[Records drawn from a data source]
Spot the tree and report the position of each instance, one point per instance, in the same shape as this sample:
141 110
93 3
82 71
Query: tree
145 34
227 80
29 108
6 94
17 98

◆ **Exercise task**
Reproduce every line of the material above without changing anything.

◆ **Exercise solution**
Spot the tree and report the position of each instance, one point per instance, in the same shape as this sample:
141 110
93 3
82 71
Query: tree
145 34
227 80
29 108
6 94
17 98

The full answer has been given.